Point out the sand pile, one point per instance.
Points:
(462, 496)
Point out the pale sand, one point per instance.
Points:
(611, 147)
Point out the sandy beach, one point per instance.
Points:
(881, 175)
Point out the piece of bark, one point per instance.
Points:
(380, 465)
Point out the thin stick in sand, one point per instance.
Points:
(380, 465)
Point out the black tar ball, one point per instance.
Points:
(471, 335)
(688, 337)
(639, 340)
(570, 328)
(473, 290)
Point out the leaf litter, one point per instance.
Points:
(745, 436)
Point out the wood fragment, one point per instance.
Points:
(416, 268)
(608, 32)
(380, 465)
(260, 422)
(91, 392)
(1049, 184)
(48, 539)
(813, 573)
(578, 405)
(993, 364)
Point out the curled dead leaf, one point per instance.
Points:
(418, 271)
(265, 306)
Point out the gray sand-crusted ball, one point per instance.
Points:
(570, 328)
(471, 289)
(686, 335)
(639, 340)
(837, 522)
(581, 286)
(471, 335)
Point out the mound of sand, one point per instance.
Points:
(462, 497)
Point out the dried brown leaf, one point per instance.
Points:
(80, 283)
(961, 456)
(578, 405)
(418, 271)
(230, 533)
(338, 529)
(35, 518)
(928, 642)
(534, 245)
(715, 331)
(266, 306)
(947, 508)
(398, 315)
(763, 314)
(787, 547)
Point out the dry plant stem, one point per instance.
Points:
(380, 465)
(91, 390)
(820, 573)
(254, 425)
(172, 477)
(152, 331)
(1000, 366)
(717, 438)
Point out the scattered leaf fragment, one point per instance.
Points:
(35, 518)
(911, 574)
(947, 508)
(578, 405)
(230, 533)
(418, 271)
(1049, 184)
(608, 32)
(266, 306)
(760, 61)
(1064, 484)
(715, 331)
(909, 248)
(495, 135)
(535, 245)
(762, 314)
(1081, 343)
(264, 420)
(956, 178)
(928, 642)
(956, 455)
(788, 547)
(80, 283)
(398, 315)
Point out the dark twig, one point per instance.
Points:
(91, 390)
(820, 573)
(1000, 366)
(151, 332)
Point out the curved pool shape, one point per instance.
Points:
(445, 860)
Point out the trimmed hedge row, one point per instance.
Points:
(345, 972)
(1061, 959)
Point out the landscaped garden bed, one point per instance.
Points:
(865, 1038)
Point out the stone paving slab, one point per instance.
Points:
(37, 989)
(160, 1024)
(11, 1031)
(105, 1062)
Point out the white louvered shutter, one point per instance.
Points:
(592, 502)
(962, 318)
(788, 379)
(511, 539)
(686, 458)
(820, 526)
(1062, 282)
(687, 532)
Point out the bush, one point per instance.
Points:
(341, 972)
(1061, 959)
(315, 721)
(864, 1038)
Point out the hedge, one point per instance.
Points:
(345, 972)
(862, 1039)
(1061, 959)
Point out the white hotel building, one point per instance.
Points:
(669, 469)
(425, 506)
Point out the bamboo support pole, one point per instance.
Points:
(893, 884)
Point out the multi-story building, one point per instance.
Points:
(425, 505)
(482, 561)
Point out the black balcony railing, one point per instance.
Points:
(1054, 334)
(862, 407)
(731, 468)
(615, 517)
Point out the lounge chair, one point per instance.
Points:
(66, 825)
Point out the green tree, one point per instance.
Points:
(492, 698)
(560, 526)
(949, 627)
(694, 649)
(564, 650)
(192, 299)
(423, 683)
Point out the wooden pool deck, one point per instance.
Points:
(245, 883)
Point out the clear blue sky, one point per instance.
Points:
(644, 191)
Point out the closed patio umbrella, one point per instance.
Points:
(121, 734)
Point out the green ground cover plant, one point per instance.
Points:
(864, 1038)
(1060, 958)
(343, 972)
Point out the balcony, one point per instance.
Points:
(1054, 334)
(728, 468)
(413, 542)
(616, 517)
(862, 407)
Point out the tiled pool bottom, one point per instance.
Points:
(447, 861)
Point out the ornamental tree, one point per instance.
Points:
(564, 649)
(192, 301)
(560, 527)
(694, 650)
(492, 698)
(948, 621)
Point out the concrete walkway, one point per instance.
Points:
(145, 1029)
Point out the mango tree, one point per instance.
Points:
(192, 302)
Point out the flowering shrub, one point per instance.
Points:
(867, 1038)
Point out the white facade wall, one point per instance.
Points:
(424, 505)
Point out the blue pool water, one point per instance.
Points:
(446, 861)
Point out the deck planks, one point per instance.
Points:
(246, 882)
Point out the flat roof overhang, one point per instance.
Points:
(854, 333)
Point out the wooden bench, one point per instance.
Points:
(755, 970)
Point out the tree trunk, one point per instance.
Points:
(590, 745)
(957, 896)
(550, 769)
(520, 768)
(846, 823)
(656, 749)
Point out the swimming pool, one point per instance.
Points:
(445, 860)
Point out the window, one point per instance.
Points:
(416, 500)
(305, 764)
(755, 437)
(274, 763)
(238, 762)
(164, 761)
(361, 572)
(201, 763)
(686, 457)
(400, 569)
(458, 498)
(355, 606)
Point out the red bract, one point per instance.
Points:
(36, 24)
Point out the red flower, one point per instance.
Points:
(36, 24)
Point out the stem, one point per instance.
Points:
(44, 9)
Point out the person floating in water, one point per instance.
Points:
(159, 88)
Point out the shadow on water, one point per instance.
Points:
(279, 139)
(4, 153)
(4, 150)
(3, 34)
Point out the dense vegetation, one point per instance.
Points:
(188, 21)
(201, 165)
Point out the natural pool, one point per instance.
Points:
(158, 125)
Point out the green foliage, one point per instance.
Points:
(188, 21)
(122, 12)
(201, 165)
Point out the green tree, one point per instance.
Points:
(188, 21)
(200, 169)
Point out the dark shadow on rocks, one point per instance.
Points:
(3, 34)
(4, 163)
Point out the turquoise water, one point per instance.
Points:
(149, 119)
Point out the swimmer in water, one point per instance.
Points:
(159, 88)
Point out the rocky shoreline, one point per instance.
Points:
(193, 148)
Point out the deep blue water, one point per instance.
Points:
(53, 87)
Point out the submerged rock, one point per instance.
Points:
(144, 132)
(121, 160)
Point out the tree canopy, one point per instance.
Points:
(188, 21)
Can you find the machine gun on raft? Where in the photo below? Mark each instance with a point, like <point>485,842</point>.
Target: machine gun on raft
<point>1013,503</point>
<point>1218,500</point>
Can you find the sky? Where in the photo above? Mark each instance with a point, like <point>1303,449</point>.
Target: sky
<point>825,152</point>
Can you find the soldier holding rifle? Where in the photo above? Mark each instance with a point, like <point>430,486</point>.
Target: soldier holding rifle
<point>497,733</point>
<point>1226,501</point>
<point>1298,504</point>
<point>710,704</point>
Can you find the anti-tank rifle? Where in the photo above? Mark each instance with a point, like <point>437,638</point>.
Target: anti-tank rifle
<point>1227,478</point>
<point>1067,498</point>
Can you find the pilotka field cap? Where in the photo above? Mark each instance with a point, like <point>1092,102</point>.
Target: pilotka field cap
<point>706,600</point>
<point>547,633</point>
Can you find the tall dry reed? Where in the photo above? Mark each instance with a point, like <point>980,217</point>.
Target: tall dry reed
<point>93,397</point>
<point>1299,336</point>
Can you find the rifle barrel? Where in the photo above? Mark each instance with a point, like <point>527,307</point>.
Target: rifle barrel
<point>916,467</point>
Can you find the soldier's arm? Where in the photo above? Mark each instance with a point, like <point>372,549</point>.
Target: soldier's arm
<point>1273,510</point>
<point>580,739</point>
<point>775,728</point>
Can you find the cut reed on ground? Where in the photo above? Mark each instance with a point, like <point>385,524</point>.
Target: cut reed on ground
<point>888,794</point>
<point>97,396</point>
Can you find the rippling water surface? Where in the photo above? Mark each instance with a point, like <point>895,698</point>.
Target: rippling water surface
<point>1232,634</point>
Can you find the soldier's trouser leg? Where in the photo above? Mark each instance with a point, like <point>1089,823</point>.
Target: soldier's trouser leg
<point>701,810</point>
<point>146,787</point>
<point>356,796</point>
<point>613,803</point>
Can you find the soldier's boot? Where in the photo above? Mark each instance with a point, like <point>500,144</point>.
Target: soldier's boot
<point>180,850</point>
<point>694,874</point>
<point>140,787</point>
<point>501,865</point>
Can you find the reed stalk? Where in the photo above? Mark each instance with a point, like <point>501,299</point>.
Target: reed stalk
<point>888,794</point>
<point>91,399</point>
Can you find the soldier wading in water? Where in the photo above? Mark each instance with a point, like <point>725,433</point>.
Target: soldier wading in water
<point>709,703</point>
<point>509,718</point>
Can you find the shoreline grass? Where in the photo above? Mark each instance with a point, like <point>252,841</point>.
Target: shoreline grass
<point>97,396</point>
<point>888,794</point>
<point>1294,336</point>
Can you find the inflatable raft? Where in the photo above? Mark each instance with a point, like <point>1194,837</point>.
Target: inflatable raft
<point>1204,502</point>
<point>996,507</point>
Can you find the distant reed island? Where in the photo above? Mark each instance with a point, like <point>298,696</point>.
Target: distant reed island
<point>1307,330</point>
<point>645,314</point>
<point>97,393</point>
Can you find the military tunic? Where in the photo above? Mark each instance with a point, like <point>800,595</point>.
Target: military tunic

= = = = = = =

Reproduce the part of the listing that opens with the line containing "Point out the tree canopy, one" and closes with the line containing "<point>775,728</point>", including both of those lines.

Point out the tree canopy, one point per instance.
Points:
(188, 21)
Can you find the machine gun on raft? Where in the photo below? Mark each instance with a point, like <point>485,842</point>.
Target: machine gun on raft
<point>1013,503</point>
<point>1218,500</point>
Can you find the sky? Where in the photo above? Mark each instance with a point, like <point>1303,449</point>.
Target: sky
<point>825,152</point>
Can you find the soldier holding rifle? Where in the photo above? Mark each instance with a point, like <point>430,486</point>.
Target: soldier holding rifle
<point>497,733</point>
<point>1226,501</point>
<point>1298,504</point>
<point>710,704</point>
Can you find the anti-tank rifle? Where in the photo above? Mark each instance with a point, like <point>437,638</point>.
Target: anti-tank rifle
<point>1227,478</point>
<point>1067,498</point>
Can you find the pilotka field cap? Where in the photo above? Mark each instance with a point, like <point>1092,102</point>.
Target: pilotka field cap
<point>706,600</point>
<point>547,633</point>
Can you find the tall dry reed? Where in the photo above? Mark each instance with a point, like <point>980,217</point>.
Target: tall dry reed
<point>93,397</point>
<point>1299,336</point>
Can you find the rifle barrel? Where in the photo above? Mark each instance with a point, like <point>527,307</point>.
Target: rifle barrel
<point>916,467</point>
Can you find the soldier's arm? Where in the photo above? Mark each instance with a point, like <point>372,549</point>.
Target: soldier's arm
<point>1273,510</point>
<point>580,739</point>
<point>775,728</point>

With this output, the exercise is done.